#### WHAT IS BEING ASKED:
Please pick up the interview on the future of face-to-face, virtual and hybrid meetings right after its last sentence.
━━━ GIVEN TEXT
The future of F2F, virtual and hybrid meetings

The MTA Team on call: CEO Marnie Battistini and Director of Strategic Development Laura Noel
MTA Core Value (one of four): Apply innovation throughout the company.
Smart Tip: Don’t forget, the goal is to deliver the message successfully; use whatever method it takes to do that.

Marnie Battistini

For more than 20 years, Miller Tanner Associates (MTA) has specialized in events for the pharmaceutical, biotechnology and medical-device industry. In fact, the company has managed more than 2,800 such events in 55 countries and is now focusing on how to engage attendees for the next 20 years. Smart Meetings sat down with two leaders from the team to learn how best to adopt emerging meeting formats.

What is the future of events—physical, virtual and in between?

Marnie Battistini: This company started with face-to-face meetings. That is still a core competency and not something that I think will ever go away. Still, for each meeting, you have to think about the message, the audience and the culture to determine the best approach. If you are trying to create relationships, face-to-face is exceptional.

But some things lend themselves well to virtual and hybrid meetings. Training works well in an online format. Plus, eLearning has the bonus of being available on-demand for future attendees. And, you can include polling and assessment questions to see in real time if people are getting the message.

Laura Noel

Bringing in people who aren’t physically in the room can make a lot of sense. I am experimenting with holograms for my next event. At a meeting like Smart Woman Summit, if a hologram of Facebook Chief Operating Officer Sheryl Sandberg were captured live but beamed in as a hologram, that could have been impactful.

Laura Noel: If something time-sensitive needs to include people in different time zones, virtual meetings optimize for that. Hybrid meetings can help manage travel, health issues and visa challenges. Also, it’s not crazy money anymore: The technology is getting better and more affordable every day. A virtual meeting is about one-tenth the cost of a face-to-face meeting. For the cost of flying someone to Cabo for a sales meeting, you can bring in a superstar to do the opening monologue, filmed in another city.
━━━━━━
━━━ RECORD EXTRACTS
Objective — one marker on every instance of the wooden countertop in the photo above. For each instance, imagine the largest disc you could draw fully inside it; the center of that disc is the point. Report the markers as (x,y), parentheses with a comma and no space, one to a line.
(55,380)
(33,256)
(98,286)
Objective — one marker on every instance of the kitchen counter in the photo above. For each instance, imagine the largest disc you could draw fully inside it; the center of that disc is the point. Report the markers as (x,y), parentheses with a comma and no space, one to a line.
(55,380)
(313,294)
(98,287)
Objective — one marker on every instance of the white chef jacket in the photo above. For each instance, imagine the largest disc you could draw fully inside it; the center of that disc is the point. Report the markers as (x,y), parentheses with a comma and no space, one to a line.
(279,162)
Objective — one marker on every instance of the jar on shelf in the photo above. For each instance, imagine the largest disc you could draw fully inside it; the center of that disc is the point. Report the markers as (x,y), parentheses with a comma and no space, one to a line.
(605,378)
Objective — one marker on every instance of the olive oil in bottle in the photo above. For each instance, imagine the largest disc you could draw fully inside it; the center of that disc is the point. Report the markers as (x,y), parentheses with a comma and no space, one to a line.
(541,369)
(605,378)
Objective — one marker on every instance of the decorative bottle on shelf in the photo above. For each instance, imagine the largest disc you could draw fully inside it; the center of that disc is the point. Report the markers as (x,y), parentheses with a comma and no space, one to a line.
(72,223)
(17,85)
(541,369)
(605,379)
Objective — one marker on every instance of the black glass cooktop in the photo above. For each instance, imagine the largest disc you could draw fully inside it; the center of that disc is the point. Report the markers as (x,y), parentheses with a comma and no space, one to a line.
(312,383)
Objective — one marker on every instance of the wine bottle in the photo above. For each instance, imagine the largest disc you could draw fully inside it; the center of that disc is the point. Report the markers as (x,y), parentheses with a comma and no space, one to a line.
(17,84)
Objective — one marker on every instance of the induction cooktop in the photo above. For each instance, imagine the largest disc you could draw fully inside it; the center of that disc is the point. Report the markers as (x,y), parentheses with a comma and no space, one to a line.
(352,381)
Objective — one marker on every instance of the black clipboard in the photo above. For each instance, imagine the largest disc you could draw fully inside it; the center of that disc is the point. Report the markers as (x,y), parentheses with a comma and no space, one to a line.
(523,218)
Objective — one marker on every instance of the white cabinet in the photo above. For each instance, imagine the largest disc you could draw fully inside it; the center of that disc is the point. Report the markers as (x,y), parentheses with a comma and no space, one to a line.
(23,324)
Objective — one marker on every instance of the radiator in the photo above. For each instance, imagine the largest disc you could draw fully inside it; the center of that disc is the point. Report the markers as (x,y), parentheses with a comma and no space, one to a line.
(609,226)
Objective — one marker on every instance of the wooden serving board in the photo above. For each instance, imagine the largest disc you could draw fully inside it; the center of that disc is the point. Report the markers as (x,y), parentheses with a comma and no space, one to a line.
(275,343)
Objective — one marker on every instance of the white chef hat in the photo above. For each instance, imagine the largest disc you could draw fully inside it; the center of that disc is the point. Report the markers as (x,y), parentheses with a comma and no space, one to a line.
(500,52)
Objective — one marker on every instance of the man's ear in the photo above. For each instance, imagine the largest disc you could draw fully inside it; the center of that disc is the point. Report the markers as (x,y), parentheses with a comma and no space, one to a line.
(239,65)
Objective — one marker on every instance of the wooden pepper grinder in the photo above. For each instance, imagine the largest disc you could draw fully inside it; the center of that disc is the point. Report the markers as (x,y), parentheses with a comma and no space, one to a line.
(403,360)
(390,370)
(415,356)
━━━━━━
#### ANSWER SPACE:
What are the strategic reasons to plan a virtual or hybrid meeting?

MB: Cost and efficiency are two strategic reasons to plan a virtual or hybrid meeting. Plus, we can gather data on each person in attendance and adjust messaging as needed. Tracking programs can see if someone is multitasking and message them if they are cruising the internet. Similarly, polling questions spaced throughout the presentation can show whether attendees are engaged until the end. Meetings places in VALTs, an on-demand trainer, can include translation on the screen to engage all the senses—reading, hearing and seeing.

How do you help people overcome fear of emerging technologies?

MB: The virtual medium can heighten people’s self-conscious tendencies. We address their fears by advising clients to use green screens placed behind them with appropriate branding we create and install. We also set it up so the focus of the video stream moves to feature whoever is speaking. Showing real people’s faces engages the human spirit—an important element in effective meetings. Sharing case studies and budgets is a great way to illustrate the benefits.

How can planners be sure they are doing virtual right?

LN: Send out surveys before the event, so you can build the presentation around what attendees want.

MB: We have learned a lot from all the events we have produced. Here are a few tips.

  • Ideally, a virtual meeting is three hours max.
  • Rent out platforms (instead of owning one) so you can pick the right one for each need.
  • Coach speakers on everything from voice and posture to how to present into a box and look sincere. That includes practicing in advance and being ready for any scenario.
  • Ask questions to determine if attendees comprehend the essence of the material and make the questions fun whenever possible.
  • Survey in real time with an easy rating system (stars, for example).
  • Finally, have a tech person on the call to troubleshoot and act as producer.